**Reading text:**
— begin —

Day 1 Suffering, Intelligence, and the Risk Argument
Setting: Two students, M and V, have met for lunch at their local Native Foods Cafe.1
M: | Hey, V. I’ve never been to this restaurant before. Looks nice. |
V: | Yeah, I come here a lot. It’s one of the few vegetarian restaurants in town. |
M: | (disappointed) Oh. |
V: | Oh, what? |
M: | Nothing . . . So we’re going to be eating sticks and leaves then. |
V: | No, no. I think you’ll be surprised at how good the food is. |
M: | (skeptical) If you say so. |
M and V order and then sit down at a table in the corner.
M: | So . . . you’re a vegetarian. |
V: | Yep. Been vegetarian for the last three years. |
M: | Wow. I didn’t know you were such a crazy extremist. |
V: | (laughs) Some people would say that. I think it’s just the reasonable position. |
1 A popular US vegetarian restaurant chain (http://www.nativefoods.com/).
M: | Did you know that Adolf Hitler was a vegetarian?2 |
V: | (sigh) Godwin’s law already?3 Yes, I know. Gandhi was also a vegetarian. |
(a) The ethical vegetarian position
M: | Well, I guess you can find both good and evil people who have done most things. So what made you give up meat? |
V: | I figured out that meat-eating is morally wrong.4 |
M: | So if you were stranded on a lifeboat, about to die of starvation, and there was nothing to eat except a chicken, would you eat it? |
V: | Of course. |
M: | Aha! So you don’t really think meat-eating is wrong. |
V: | When I say something is wrong, I don’t mean it’s wrong in every conceivable circumstance. After all, just about anything is okay in some possible circumstance. I just mean that it is wrong in the typical circumstances we are actually in.5 |
M: | So you think it’s wrong to eat meat in the circumstances we normally actually face. |
2 See Wikipedia, “Adolf Hitler and Vegetarianism,” https://en.wikipedia.org/wiki/Adolf_Hitler_and_vegetarianism.
3 Godwin’s law: As an internet discussion grows longer, the probability of a comparison involving Hitler approaches 1. Also applies to some non-internet discussions.

— end —

**Supplied material:**
— begin —

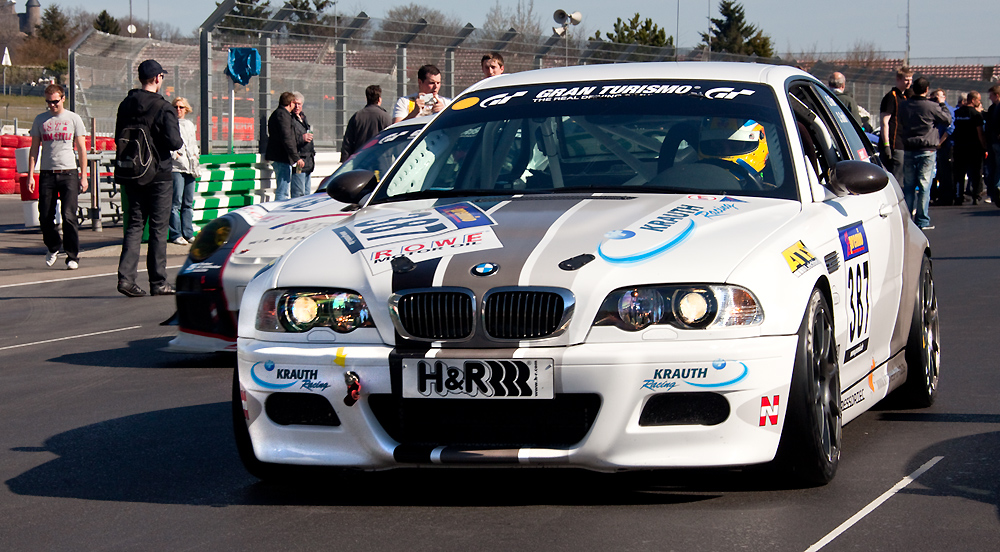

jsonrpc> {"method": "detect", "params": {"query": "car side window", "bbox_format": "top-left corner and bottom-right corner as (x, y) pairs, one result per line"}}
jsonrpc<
(813, 86), (874, 161)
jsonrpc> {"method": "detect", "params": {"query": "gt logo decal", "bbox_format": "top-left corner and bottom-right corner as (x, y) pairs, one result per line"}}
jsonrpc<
(781, 240), (819, 276)
(760, 395), (780, 427)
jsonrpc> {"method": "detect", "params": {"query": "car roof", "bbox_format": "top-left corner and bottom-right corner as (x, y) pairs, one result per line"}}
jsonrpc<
(466, 61), (815, 92)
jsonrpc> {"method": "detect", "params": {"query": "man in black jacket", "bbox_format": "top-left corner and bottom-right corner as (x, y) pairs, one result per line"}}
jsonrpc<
(115, 59), (184, 297)
(264, 92), (306, 201)
(899, 77), (951, 230)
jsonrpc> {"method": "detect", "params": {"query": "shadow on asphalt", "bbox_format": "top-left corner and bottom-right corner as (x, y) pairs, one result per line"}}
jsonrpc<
(48, 336), (236, 369)
(6, 402), (809, 507)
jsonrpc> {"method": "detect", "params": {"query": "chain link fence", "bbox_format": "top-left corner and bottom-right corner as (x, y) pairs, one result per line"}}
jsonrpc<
(69, 0), (992, 153)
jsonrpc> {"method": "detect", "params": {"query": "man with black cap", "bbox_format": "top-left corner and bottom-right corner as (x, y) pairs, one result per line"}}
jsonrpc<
(115, 59), (184, 297)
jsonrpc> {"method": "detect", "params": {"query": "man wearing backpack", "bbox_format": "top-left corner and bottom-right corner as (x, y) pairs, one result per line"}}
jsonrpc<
(115, 59), (184, 297)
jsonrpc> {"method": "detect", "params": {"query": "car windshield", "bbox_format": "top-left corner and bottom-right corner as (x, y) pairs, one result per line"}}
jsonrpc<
(316, 125), (423, 192)
(372, 80), (797, 203)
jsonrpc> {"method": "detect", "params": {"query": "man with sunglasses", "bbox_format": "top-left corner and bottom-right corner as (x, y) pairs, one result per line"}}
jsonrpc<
(28, 84), (87, 270)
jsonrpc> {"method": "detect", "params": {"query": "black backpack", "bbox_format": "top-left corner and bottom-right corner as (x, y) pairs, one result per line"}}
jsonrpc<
(115, 123), (159, 186)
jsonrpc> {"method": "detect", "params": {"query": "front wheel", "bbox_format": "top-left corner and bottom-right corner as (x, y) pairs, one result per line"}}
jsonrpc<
(776, 289), (843, 485)
(901, 256), (941, 408)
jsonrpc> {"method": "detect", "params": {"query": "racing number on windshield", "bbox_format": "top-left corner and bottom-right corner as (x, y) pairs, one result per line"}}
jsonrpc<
(354, 211), (448, 240)
(847, 260), (871, 343)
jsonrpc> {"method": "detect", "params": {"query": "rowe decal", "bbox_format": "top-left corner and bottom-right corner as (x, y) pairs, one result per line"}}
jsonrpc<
(639, 359), (750, 391)
(759, 395), (780, 427)
(333, 202), (503, 274)
(250, 360), (330, 391)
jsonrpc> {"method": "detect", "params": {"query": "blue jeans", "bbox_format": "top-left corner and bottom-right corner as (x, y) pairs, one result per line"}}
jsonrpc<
(903, 151), (936, 228)
(271, 161), (292, 201)
(169, 172), (194, 241)
(292, 173), (312, 198)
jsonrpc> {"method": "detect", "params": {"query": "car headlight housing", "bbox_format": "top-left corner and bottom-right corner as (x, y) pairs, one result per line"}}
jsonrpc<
(594, 285), (764, 332)
(256, 289), (375, 333)
(188, 217), (233, 263)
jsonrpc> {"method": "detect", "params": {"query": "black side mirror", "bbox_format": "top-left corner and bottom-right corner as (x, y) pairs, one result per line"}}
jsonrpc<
(830, 161), (889, 196)
(326, 169), (378, 203)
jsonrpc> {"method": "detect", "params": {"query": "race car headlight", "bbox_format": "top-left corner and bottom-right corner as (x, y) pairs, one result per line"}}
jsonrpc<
(594, 285), (764, 332)
(256, 289), (375, 333)
(188, 217), (233, 263)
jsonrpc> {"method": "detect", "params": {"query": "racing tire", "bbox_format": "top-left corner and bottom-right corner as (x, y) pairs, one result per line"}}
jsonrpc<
(232, 368), (291, 482)
(775, 289), (843, 486)
(901, 256), (941, 408)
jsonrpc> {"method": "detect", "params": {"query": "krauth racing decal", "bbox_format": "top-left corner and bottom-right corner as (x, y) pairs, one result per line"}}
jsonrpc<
(333, 202), (503, 274)
(838, 222), (871, 364)
(250, 360), (330, 391)
(639, 359), (750, 391)
(597, 195), (747, 264)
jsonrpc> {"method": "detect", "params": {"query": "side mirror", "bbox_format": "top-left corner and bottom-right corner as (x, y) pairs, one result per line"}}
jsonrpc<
(830, 161), (889, 196)
(326, 169), (378, 203)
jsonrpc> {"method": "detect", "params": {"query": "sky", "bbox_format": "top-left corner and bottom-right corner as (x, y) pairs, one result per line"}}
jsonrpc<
(31, 0), (1000, 61)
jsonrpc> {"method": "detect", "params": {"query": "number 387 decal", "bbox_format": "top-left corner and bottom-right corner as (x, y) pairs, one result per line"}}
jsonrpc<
(839, 222), (871, 363)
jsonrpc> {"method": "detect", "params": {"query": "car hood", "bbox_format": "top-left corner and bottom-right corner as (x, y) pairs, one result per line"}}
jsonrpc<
(229, 193), (351, 265)
(273, 194), (801, 338)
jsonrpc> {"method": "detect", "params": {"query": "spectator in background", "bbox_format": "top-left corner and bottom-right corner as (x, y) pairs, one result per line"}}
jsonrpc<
(28, 84), (87, 270)
(826, 71), (863, 126)
(392, 65), (451, 123)
(879, 65), (913, 182)
(954, 90), (986, 205)
(899, 77), (951, 230)
(340, 84), (390, 163)
(169, 96), (201, 245)
(291, 88), (316, 198)
(264, 92), (306, 201)
(115, 59), (184, 297)
(986, 84), (1000, 207)
(928, 88), (958, 205)
(482, 52), (503, 78)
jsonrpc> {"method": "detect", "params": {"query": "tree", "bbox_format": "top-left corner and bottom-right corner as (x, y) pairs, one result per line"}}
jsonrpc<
(590, 13), (674, 61)
(94, 10), (122, 34)
(701, 0), (774, 58)
(215, 0), (271, 36)
(374, 4), (462, 46)
(35, 4), (72, 47)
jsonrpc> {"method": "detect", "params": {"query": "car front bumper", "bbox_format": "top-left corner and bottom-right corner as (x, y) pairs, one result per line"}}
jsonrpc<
(237, 335), (797, 471)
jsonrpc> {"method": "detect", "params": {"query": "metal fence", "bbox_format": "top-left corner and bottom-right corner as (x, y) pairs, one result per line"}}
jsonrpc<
(69, 0), (988, 153)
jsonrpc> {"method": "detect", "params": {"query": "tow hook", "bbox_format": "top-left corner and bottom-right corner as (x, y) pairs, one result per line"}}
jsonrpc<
(344, 372), (361, 406)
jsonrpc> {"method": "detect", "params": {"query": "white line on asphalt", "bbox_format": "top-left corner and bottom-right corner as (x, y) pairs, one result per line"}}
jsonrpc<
(0, 326), (142, 351)
(806, 456), (944, 552)
(0, 265), (184, 289)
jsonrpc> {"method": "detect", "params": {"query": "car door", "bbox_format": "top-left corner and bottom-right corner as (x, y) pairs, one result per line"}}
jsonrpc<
(789, 82), (902, 391)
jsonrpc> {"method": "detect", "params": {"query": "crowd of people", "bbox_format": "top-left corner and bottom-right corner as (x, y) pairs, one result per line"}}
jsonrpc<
(879, 66), (1000, 230)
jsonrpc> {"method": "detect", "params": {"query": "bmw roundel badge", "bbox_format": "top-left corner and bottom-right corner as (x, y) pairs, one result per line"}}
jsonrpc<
(472, 263), (500, 276)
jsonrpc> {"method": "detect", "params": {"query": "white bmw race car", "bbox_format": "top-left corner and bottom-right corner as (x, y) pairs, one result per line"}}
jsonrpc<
(233, 63), (940, 484)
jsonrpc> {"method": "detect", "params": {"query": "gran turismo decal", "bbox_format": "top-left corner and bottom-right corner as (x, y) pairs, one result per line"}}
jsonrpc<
(760, 395), (781, 427)
(781, 240), (819, 276)
(639, 359), (750, 391)
(250, 360), (330, 391)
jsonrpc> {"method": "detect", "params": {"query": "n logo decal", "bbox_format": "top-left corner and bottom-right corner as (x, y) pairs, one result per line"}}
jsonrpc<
(760, 395), (779, 427)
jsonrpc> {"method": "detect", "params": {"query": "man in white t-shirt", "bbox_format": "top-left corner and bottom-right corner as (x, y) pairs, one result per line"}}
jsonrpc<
(28, 84), (87, 270)
(392, 65), (451, 123)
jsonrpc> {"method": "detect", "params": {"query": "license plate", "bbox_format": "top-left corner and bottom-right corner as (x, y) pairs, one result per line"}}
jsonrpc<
(403, 358), (555, 399)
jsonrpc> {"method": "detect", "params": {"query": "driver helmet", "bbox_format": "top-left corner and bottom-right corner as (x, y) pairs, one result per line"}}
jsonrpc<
(698, 117), (767, 174)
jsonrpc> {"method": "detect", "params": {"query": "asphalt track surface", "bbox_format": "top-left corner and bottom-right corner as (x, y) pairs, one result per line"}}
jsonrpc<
(0, 196), (1000, 552)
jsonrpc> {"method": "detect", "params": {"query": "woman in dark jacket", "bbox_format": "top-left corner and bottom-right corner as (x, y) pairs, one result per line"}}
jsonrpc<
(292, 92), (316, 198)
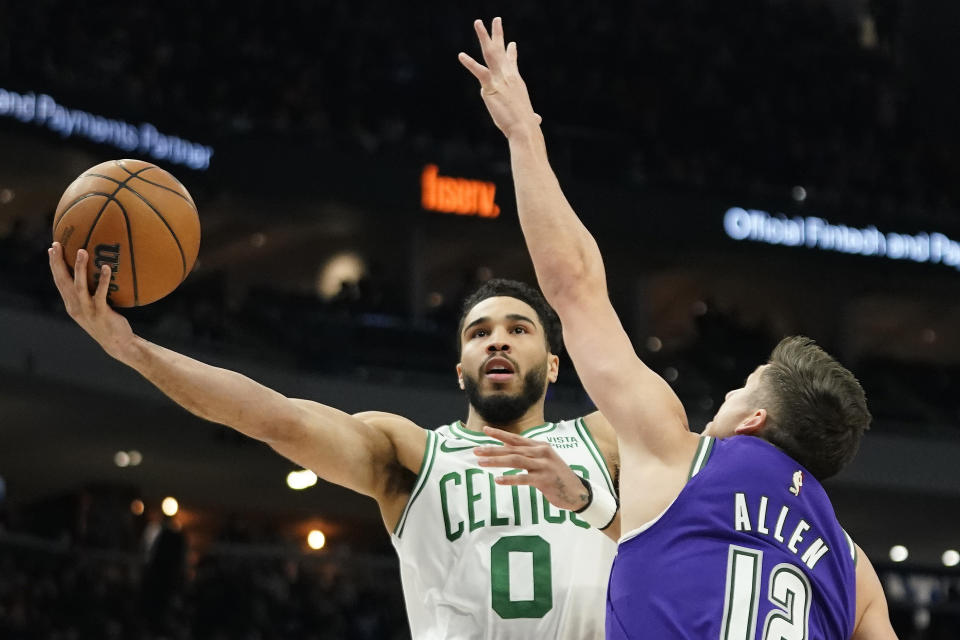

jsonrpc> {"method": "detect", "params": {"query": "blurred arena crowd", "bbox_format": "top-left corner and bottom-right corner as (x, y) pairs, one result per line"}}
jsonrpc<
(0, 0), (960, 215)
(0, 0), (960, 640)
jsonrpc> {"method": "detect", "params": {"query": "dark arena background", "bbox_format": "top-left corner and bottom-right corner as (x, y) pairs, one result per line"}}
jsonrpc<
(0, 0), (960, 640)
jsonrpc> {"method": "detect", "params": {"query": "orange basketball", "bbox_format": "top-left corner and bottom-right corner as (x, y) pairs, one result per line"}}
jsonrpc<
(53, 160), (200, 307)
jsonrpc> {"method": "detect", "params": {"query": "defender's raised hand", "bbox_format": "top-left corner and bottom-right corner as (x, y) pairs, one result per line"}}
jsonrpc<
(47, 242), (133, 359)
(458, 18), (541, 138)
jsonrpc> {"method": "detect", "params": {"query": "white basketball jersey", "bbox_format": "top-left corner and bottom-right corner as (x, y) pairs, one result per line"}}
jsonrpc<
(391, 419), (617, 640)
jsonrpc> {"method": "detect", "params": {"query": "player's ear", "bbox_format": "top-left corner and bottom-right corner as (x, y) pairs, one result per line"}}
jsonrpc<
(733, 409), (767, 436)
(547, 353), (560, 382)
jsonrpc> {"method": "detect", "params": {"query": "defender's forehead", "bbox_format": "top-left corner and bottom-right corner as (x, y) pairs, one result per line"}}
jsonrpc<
(463, 296), (541, 327)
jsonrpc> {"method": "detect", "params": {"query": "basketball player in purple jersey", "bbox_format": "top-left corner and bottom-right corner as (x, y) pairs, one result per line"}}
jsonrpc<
(460, 18), (896, 640)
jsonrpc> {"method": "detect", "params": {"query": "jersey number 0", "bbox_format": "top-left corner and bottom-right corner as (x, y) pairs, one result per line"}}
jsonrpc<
(490, 536), (553, 619)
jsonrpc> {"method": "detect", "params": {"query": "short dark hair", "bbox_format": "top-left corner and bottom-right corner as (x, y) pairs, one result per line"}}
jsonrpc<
(457, 278), (563, 355)
(760, 336), (871, 480)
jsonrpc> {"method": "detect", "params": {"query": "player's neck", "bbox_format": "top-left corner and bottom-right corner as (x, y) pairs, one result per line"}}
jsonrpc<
(464, 402), (546, 433)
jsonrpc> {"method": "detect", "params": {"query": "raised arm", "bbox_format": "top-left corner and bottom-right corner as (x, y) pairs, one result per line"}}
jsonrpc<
(48, 243), (425, 501)
(460, 18), (690, 464)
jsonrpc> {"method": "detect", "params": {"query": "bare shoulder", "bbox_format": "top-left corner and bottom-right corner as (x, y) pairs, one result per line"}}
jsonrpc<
(852, 545), (897, 640)
(583, 411), (620, 494)
(353, 411), (427, 473)
(583, 411), (620, 460)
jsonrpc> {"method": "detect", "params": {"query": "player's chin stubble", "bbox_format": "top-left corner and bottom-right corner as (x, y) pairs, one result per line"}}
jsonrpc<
(463, 363), (547, 426)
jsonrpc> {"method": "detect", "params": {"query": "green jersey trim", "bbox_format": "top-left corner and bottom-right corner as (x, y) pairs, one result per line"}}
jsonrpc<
(393, 431), (440, 538)
(573, 418), (617, 498)
(687, 436), (716, 480)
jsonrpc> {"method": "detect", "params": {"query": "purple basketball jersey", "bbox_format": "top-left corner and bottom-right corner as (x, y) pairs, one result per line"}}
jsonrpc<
(606, 436), (856, 640)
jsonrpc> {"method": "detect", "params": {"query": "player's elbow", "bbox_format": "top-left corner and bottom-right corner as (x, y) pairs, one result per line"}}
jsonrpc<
(537, 246), (607, 311)
(246, 396), (308, 446)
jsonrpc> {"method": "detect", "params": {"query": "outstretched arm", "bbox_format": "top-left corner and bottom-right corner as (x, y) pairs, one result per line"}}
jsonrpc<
(460, 18), (695, 465)
(48, 243), (412, 500)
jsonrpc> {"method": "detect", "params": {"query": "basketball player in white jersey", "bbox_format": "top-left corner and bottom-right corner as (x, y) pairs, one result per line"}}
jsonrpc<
(49, 243), (619, 640)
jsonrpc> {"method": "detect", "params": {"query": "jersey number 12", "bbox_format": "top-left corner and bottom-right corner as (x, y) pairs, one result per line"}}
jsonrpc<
(720, 544), (812, 640)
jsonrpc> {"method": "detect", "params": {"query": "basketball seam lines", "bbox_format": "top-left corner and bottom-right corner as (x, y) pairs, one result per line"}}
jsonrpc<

— end —

**Stated exercise A:**
Answer these from the dialogue on vegetarianism:
(i) For how long has V been a vegetarian?
(ii) What does V say when asked about eating a chicken while starving on a lifeboat?
(iii) According to the footnote, what does Godwin's law state?
**Stated exercise B:**
Extend the dialogue on vegetarianism, picking up from its final line.
The material is not needed for anything here.

**Final result A:**
(i) For the last three years.
(ii) "Of course."
(iii) As an internet discussion grows longer, the probability of a comparison involving Hitler approaches 1.

**Final result B:**
4 Here, V follows the work of many philosophers. See, e.g., Peter Singer, Animal Liberation (New York, NY: HarperCollins, 2009); Tom Regan, The Case for Animal Rights, 2nd ed. (Berkeley, CA: University of California Press, 2004); Alastair Norcross, “Puppies, Pigs, and People,” Philosophical Perspectives 18, Ethics (2004): 229–45, available at http://faculty.smu.edu/jkazez/animal%20rights/norcross-4.pdf; Mylan Engel, “The Commonsense Case for Ethical Vegetarianism,” Between the Species 19 (2016): 2–31, available at http://digitalcommons.calpoly.edu/bts/vol19/iss1/1/; Stuart Rachels, “Vegetarianism,” pp. 877–905 in The Oxford Handbook of Animal Ethics (Oxford University Press, 2011), available at www.jamesrachels.org/stuart/veg.pdf.
5 Compare Engel, “Commonsense Case,” op. cit., pp. 6–7.
M and V’s food arrives, and they start in on two appetizing vegan meals.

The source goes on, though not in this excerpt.